━━━━━ SUPPLIED TEXT

Recent work shows how to use local spatio-temporal features to learn models of realistic human actions from video. However, existing methods typically rely on a predefined spatial binning of the local descriptors to impose spatial information beyond a pure "bag-of-words" model, and thus may fail to capture the most informative space-time relationships. We propose to learn the shapes of space-time feature neighborhoods that are most discriminative for a given action category. Given a set of training videos, our method first extracts local motion and appearance features, quantizes them to a visual vocabulary, and then forms candidate neighborhoods consisting of the words associated with nearby points and their orientation with respect to the central interest point. Rather than dictate a particular scaling of the spatial and temporal dimensions to determine which points are near, we show how to learn the class-specific distance functions that form the most informative configurations. Descriptors for these variable-sized neighborhoods are then recursively mapped to higher-level vocabularies, producing a hierarchy of space-time configurations at successively broader scales. Our approach yields state-of-the-art performance on the UCF Sports and KTH datasets.

━━━━━━━━━━
━━━━━ DATA BELOW

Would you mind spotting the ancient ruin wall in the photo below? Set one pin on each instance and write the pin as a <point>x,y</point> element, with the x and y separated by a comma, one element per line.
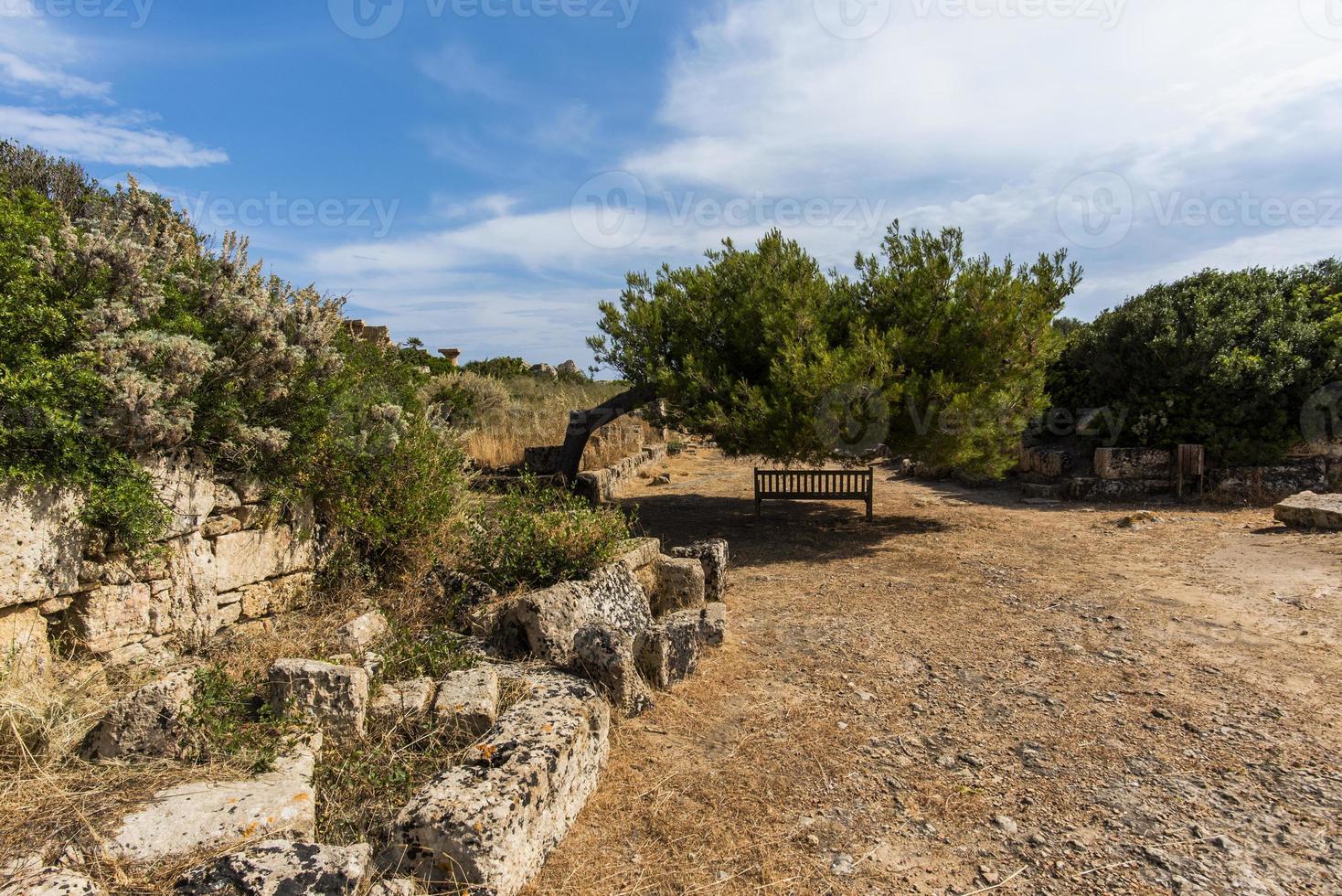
<point>227,560</point>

━━━━━━━━━━

* TASKS FOR THIS EXERCISE *
• A. In the abstract on human action recognition, on which datasets does the proposed approach reach state-of-the-art performance?
• B. Render this sentence from the abstract on human action recognition in Spanish: "We propose to learn the shapes of space-time feature neighborhoods that are most discriminative for a given action category."
• C. Carry the abstract on human action recognition forward from its final sentence.

* OUTPUTS IN ORDER *
• A. The UCF Sports and KTH datasets.

• B. Proponemos aprender las formas de los vecindarios de características espacio-temporales que son más discriminativos para una categoría de acción dada.

• C.
Figure 1: The most discriminative space-time neighborhoods of local descriptors (denoted by circles) may depend on the activity category. For example, for running (first row) a larger temporal extent and smaller spatial extent is most useful, whereas for swinging (second row), the reverse is true. The main idea of the proposed method is to learn class-specific vocabularies of variable-shaped space-time neighborhoods.
We use the HoG/HoF features described by Laptev et al. for our sparse features, extracted using the method by Laptev, and HoG3D for our densely sampled features (Kläser et al.). Then we form neighborhoods of these points, using each point as a center of a neighborhood. For each of the N nearest neighbors, we record its orientation with respect to the central point, as well as its correspondence to a "level-0" visual word (which was computed on the basic raw interest point level).
Figure 2: Neighborhood formation overview. The 3d axes in the upper-left depict the 8 orientations relative to the central point. Each letter denotes a space-time orientation. In the center, we depict three frames with their features and corresponding visual words (shapes represent word identity). The histogram at the bottom is our neighborhood representation. For example, neighbor 1 (q_1) is (G=above, right, and before) the central feature p, and its word is of type "triangle", so we increment the bin for word "triangle" and orientation G in the first row. We also increment the count in the cells directly below, recording the neighbors cumulatively.
Now the histogram depicted in Figure 2 is reshaped to a vector and becomes the new representation of the central feature. We can now form a "level-1" vocabulary using these new features.
We can repeat this neighborhood formation to form higher-level vocabularies, as shown in Figure 3. In our experiments, we stopped at "level-2" (for 3 levels total, including the base level).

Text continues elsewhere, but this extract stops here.